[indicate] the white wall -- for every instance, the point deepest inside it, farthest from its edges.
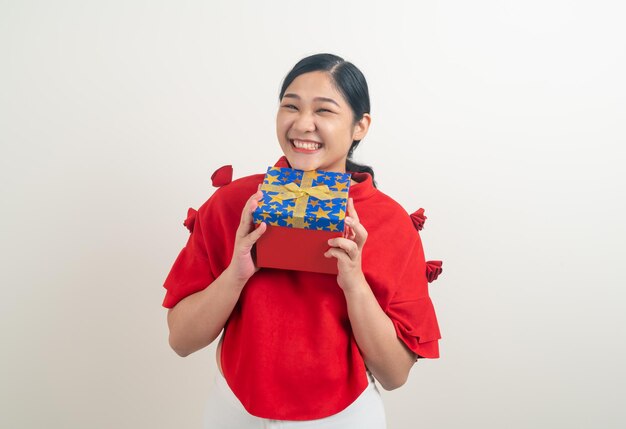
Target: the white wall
(503, 119)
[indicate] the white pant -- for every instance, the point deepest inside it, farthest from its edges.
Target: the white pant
(224, 411)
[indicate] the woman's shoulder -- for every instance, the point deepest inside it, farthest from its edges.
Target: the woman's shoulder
(231, 196)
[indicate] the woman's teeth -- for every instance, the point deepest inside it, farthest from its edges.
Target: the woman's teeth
(306, 145)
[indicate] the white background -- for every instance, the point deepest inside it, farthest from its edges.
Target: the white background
(503, 119)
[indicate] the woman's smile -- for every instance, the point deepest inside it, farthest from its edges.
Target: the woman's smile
(305, 146)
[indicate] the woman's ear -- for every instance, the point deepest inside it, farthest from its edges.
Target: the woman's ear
(361, 127)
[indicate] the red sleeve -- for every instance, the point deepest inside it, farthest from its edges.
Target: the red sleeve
(410, 308)
(191, 271)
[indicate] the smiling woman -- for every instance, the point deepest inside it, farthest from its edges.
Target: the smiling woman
(301, 347)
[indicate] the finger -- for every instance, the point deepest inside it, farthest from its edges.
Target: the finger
(360, 233)
(348, 246)
(334, 252)
(252, 238)
(246, 214)
(351, 210)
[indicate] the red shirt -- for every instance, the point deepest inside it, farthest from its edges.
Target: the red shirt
(288, 351)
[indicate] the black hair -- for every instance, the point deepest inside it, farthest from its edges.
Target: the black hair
(349, 81)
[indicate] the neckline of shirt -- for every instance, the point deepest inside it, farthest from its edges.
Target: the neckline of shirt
(364, 188)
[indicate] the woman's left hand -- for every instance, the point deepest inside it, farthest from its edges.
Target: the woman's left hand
(348, 250)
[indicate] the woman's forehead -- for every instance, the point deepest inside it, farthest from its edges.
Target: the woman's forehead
(314, 86)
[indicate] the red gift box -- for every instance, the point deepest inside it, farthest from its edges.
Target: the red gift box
(302, 210)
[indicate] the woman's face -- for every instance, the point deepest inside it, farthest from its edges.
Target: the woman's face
(315, 125)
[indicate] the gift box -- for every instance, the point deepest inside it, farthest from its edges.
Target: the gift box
(302, 210)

####

> _COMPITO ASSEGNATO_
Riscrivi tutte le voci qui sopra sostituendo "Target" con "Label" e senza modificare nient'altro. Ometti le immagini.

> _RISULTATO DEL COMPITO_
[indicate] the white wall -- for every instance, the point deepest inside it, farthest from its edges.
Label: the white wall
(503, 119)
[indicate] the white pant -- for every instance, the point deepest inside it, farthest from its edges.
Label: the white pant
(224, 411)
[indicate] the woman's shoulder -- for every instance, the point deepest inside it, farthest from its edges.
Label: the woman's shoulder
(231, 196)
[indicate] the woman's teeth -- for every instance, the point deepest inside it, farthest from its edges.
Label: the woman's teeth
(306, 145)
[indicate] the white background -- for every instance, the point deepest inside it, farthest from its edges.
Label: the white background
(503, 119)
[indicate] the woman's smile -- for every instance, the point deepest inside it, farthest from its edges.
Label: the woman's smile
(305, 146)
[indicate] the woman's ear -- for every instance, the point deepest inside it, farthest from its edges.
Label: the woman's ear
(361, 127)
[indicate] the red sleeve -- for every instance, the point deepest inside it, farthest from its edges.
Label: the red sleeve
(410, 308)
(191, 271)
[indicate] the smiling woman -- for every instance, the point deepest inside it, farthest from its edges.
Label: the smiling woman
(301, 347)
[indicate] the finger -- for every instance, the point deepest inside it, farthest from its edges.
Label: the finger
(360, 233)
(348, 246)
(334, 252)
(252, 238)
(246, 214)
(351, 210)
[indicate] the red shirt -- for every instance, the point deepest inside it, farthest from its edges.
Label: the red shirt
(288, 351)
[indicate] the black hair -- for every instance, the point deepest inside it, farthest from its edges.
Label: the black hair
(349, 81)
[indicate] the neckline of shirt -- for every instance, the point deepest inside it, farthest from its edges.
Label: the neckline of shirt
(364, 188)
[indicate] the woman's left hand -- for every instance, the point deepest inside it, farthest from its edges.
Label: the woman's left hand
(348, 250)
[indicate] the woman's forehead -- for every instance, the point deepest inside it, farthest from its edges.
Label: the woman's forehead
(314, 86)
[indicate] the red gift box -- for every instance, the point deepest inside it, farthest from its edges.
Label: the red gift box
(302, 210)
[indicate] the woman's face -- for every instance, the point deepest inside it, farthest from its edges.
Label: the woman's face
(315, 125)
[indicate] the gift box -- for every instance, the point deepest inside it, farthest from its edges.
Label: the gift box
(302, 210)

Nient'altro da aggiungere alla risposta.